Copy out each of the records below word for word, keeping every line in the same order.
• • • • • • •
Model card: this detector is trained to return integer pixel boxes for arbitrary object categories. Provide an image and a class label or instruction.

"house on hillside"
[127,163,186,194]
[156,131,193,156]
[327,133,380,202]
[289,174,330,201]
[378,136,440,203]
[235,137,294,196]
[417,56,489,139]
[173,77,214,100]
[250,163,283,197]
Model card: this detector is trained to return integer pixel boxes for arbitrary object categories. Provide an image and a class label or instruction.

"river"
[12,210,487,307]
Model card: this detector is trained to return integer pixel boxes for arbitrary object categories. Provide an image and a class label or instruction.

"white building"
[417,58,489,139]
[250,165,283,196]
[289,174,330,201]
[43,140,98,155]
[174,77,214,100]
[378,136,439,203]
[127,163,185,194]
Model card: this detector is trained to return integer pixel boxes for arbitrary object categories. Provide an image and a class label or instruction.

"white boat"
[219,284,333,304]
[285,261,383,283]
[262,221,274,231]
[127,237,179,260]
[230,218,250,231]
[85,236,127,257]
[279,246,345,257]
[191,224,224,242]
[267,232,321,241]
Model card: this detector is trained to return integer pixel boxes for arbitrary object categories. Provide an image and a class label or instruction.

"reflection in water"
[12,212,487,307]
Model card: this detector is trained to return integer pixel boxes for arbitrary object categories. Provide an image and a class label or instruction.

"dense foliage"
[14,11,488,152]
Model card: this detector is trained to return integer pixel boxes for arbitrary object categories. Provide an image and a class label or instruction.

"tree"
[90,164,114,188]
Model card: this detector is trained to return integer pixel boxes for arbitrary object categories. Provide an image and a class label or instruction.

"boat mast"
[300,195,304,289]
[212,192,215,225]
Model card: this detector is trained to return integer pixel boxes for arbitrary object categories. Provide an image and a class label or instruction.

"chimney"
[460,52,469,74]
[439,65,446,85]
• • • • • • •
Solution to this task:
Model card: this detector is trained to return integer pixel boxes for arbitrary object categories. Provide an image and a class label or instruction.

"house on hillside"
[127,163,186,194]
[156,131,193,156]
[327,133,380,202]
[289,174,330,201]
[378,136,440,203]
[235,137,294,196]
[417,56,489,139]
[173,77,214,100]
[250,163,283,197]
Model card: this detector is trained to return integer pixel boxes for arbitrary object categories. Provide an image and a class label or instruction.

"river"
[12,210,487,307]
Model card: this detector is trained to return integer pixel boxes for arbitrary object categories. Provide an image and a class label or instruction.

"white building"
[417,58,489,139]
[250,165,283,196]
[289,174,330,201]
[43,140,98,155]
[174,77,214,100]
[378,136,439,203]
[127,163,185,194]
Model card: this detector is trained to return integer pixel boxes for arbitrary object categories. Provide an image and a class label or instruction.

"white boat"
[219,284,333,304]
[285,261,383,283]
[262,221,274,231]
[127,237,179,260]
[230,218,250,231]
[85,236,127,257]
[279,246,345,257]
[191,224,224,242]
[267,232,321,241]
Model card: this detector is trained to return integer pixel boxes for arbitrary object categories. Provide an image and a class label or instruction.

"reflection in water"
[12,212,487,307]
Model card: this detector is trained to return integer pixel boxes for arbitrary object categories. Provide an image and a class label or instruction.

"dense foliage"
[14,11,488,152]
Model card: this detector is trained to return integer pixel boxes for arbitrary object categories. Provide an image and a class label or instruction.

"tree"
[90,164,114,188]
Model card: this detector is trained to return integer pixel boxes for arbitrary object categories. Provide an image and a class label or instruction.

"boat mast"
[300,195,304,289]
[212,192,215,225]
Model card: this detector is trained to return integer pixel boxes for arbitrary object categories. Provide an image and a class label or instruction.

"chimney"
[460,52,469,74]
[439,65,446,85]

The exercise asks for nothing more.